- [SET PROBLEM]: Report every line in the listing below that contains the string "cloud", copying each such line in full. Case counts.

Records from a data source

⁂

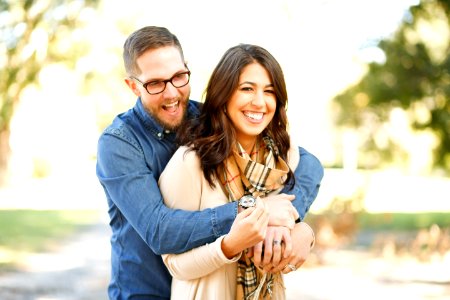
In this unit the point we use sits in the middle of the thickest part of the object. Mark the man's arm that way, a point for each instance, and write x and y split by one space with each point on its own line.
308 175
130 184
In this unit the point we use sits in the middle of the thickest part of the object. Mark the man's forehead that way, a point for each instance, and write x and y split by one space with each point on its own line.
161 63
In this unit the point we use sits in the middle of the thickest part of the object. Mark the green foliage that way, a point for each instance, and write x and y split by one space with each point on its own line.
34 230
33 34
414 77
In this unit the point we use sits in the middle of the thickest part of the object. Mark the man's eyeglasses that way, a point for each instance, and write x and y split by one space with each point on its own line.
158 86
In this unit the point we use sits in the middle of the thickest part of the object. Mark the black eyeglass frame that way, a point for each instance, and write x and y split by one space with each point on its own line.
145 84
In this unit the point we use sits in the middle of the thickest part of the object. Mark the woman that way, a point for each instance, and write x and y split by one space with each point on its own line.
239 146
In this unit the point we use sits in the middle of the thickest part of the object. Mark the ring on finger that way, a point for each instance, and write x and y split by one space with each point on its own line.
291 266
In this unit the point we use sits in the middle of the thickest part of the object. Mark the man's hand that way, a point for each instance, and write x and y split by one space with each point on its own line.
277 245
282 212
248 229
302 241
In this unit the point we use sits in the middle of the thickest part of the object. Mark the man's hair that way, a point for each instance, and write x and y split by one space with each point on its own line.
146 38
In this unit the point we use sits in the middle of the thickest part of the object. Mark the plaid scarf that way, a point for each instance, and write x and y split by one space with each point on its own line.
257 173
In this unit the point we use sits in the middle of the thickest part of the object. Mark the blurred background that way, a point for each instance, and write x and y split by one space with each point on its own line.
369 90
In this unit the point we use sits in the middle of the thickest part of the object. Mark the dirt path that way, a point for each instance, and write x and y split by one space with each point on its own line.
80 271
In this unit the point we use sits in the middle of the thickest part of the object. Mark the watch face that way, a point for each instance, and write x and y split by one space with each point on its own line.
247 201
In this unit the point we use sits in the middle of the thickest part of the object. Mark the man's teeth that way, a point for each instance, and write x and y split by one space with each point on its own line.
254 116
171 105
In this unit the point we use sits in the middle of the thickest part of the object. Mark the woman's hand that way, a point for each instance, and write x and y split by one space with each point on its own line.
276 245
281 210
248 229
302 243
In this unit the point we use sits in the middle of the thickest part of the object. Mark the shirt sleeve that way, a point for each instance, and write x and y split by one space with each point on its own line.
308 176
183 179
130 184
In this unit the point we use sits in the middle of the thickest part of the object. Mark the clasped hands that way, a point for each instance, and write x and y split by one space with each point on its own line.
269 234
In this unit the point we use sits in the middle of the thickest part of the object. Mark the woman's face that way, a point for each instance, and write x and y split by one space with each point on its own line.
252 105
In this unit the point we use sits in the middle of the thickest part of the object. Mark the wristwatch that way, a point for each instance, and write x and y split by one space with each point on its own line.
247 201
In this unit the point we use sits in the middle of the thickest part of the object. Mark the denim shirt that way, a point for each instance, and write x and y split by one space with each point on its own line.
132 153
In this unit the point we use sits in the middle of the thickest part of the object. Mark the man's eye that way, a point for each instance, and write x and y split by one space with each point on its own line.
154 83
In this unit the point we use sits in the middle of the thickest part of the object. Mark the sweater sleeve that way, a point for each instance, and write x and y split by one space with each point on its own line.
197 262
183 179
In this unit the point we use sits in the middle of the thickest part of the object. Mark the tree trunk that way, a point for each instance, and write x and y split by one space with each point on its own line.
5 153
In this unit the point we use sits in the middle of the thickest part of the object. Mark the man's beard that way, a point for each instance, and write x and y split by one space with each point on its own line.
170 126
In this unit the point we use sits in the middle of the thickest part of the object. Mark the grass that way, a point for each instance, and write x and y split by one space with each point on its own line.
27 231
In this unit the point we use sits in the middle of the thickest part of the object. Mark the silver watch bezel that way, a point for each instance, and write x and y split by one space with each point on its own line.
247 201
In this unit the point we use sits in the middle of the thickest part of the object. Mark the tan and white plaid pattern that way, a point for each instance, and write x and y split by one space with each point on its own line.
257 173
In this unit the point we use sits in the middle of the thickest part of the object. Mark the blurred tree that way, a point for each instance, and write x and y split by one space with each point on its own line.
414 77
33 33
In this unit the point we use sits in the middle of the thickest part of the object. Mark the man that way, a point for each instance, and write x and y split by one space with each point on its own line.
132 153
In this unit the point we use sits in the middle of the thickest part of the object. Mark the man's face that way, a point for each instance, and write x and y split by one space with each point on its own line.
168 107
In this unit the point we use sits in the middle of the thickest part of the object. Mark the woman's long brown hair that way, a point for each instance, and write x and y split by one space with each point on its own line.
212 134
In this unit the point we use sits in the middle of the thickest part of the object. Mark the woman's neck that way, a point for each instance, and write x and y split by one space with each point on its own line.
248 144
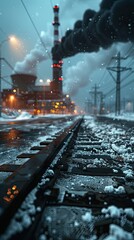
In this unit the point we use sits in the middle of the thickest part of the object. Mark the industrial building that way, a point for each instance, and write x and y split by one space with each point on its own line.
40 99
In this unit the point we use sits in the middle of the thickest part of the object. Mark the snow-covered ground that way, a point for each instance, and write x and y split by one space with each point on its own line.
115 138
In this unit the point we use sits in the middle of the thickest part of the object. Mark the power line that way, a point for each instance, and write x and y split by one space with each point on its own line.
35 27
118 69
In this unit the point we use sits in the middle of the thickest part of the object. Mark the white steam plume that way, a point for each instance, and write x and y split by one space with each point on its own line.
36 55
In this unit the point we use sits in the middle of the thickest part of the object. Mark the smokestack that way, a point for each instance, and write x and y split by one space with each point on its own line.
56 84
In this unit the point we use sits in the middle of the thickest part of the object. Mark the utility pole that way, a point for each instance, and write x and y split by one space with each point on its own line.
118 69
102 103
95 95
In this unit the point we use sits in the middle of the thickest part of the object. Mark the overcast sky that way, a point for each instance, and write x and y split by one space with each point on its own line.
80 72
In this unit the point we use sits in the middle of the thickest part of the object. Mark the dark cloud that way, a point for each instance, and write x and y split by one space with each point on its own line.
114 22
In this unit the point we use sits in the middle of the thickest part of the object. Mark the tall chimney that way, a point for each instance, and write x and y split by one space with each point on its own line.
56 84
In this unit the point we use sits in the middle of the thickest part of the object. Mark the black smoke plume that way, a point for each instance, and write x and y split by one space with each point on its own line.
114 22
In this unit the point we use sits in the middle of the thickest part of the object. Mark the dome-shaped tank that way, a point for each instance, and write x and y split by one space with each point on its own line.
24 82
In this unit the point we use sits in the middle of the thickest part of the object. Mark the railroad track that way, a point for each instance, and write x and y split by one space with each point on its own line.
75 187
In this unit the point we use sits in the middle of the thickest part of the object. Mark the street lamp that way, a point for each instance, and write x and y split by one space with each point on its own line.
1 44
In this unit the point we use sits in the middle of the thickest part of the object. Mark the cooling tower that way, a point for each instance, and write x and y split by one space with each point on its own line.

⁂

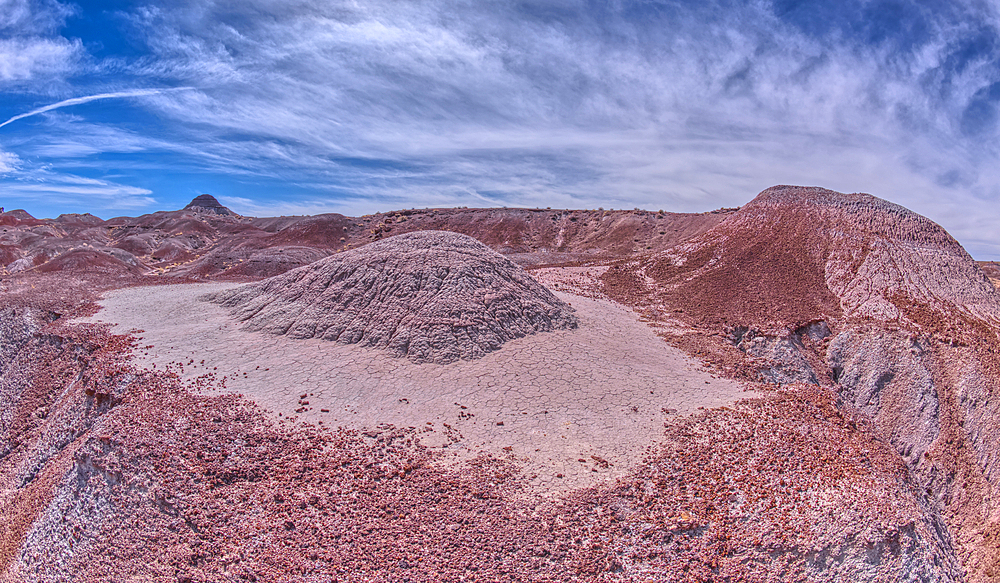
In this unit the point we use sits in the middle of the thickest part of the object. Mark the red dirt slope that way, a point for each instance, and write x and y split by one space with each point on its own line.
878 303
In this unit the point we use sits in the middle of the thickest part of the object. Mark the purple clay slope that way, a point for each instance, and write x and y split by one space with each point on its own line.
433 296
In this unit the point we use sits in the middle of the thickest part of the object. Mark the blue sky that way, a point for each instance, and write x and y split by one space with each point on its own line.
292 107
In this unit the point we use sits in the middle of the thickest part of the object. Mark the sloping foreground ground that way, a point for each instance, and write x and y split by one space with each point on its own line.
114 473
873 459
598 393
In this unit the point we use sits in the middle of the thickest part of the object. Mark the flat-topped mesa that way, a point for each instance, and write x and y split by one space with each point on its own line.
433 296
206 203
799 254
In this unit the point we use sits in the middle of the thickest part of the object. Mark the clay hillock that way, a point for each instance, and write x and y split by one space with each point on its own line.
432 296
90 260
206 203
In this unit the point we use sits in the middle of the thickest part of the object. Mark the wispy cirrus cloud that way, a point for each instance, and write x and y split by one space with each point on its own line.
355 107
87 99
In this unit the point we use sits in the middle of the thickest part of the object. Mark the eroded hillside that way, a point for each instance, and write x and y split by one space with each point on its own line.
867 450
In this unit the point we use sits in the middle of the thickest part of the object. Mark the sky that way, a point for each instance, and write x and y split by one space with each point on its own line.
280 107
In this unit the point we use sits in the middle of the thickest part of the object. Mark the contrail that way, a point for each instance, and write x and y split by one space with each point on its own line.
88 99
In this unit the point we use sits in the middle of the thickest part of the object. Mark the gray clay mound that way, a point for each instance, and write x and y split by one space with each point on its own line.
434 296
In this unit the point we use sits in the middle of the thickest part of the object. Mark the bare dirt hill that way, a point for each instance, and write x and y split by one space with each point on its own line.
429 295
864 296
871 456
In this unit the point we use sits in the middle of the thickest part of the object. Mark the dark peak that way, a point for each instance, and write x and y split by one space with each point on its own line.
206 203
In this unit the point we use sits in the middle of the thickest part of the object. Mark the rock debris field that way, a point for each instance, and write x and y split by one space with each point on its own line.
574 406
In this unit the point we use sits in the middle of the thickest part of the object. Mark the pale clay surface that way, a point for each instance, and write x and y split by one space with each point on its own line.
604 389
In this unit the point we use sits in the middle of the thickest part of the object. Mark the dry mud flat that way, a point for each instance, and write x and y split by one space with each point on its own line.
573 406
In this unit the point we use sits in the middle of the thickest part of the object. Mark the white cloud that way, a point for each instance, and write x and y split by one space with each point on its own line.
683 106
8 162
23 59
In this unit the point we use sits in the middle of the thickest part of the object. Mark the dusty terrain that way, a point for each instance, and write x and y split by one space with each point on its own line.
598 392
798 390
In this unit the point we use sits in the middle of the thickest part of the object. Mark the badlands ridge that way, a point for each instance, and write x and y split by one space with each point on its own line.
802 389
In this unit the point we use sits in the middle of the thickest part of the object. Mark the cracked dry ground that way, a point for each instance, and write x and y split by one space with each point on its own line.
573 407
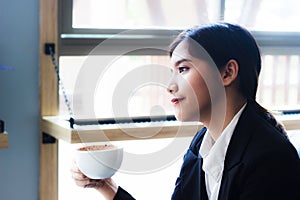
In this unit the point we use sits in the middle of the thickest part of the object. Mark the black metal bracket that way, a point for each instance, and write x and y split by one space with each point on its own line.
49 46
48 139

⁂

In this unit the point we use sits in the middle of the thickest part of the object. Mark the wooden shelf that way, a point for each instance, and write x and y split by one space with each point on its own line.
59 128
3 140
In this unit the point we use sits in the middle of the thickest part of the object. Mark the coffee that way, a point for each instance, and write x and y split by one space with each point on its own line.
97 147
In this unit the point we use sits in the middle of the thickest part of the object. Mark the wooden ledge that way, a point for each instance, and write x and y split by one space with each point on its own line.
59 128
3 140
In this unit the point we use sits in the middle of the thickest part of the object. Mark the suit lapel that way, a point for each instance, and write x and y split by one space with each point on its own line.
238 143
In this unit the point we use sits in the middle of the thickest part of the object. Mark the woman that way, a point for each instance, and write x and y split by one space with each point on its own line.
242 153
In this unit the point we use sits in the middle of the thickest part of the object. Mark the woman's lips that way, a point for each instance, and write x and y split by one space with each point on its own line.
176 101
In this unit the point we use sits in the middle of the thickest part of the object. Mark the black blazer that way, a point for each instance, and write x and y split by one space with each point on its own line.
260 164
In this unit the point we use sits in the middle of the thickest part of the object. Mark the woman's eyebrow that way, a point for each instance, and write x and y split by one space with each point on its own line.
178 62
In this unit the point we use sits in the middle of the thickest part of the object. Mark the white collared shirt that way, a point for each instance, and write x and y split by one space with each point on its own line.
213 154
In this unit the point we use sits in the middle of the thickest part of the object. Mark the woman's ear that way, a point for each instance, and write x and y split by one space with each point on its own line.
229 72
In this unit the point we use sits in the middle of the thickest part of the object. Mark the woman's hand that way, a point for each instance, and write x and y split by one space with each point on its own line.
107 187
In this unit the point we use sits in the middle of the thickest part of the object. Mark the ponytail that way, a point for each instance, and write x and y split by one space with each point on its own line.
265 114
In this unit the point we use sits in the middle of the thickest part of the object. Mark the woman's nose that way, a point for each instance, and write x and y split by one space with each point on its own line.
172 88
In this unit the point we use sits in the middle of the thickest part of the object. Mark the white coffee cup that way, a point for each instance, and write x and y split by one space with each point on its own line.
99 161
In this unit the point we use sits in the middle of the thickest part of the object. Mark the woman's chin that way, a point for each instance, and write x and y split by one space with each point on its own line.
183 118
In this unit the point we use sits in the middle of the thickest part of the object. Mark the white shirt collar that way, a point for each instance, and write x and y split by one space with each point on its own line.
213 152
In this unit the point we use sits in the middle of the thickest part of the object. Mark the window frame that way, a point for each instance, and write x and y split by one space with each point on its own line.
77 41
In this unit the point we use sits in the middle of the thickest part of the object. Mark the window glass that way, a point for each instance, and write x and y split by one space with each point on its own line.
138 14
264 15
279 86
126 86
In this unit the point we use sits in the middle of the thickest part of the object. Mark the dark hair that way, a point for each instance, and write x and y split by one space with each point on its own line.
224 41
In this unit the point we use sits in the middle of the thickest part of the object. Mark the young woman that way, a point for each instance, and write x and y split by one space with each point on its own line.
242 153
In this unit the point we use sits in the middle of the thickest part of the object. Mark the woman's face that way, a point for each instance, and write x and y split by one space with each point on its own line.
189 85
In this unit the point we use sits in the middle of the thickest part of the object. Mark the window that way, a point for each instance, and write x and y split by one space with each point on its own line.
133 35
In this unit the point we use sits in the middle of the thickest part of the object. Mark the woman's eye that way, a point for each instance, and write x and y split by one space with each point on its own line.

⁂

- [EXERCISE RESPONSE]:
In this unit the point we use sits in the middle of the thickest part of the object. Mark the dark cloud that way, a point for each instance, and write x and y split by one space with each point on its own line.
In this unit the point we use sits in the middle of the thickest part of the object. Mark the wispy cirrus cloud that way, a point for each instance, and write x and y split by one space with each point on its own line.
In this unit the point we use sits in the middle of the thickest part of the object. Mark the white cloud that way, a point for each instance, and write x and y split by one space with each point on its own line.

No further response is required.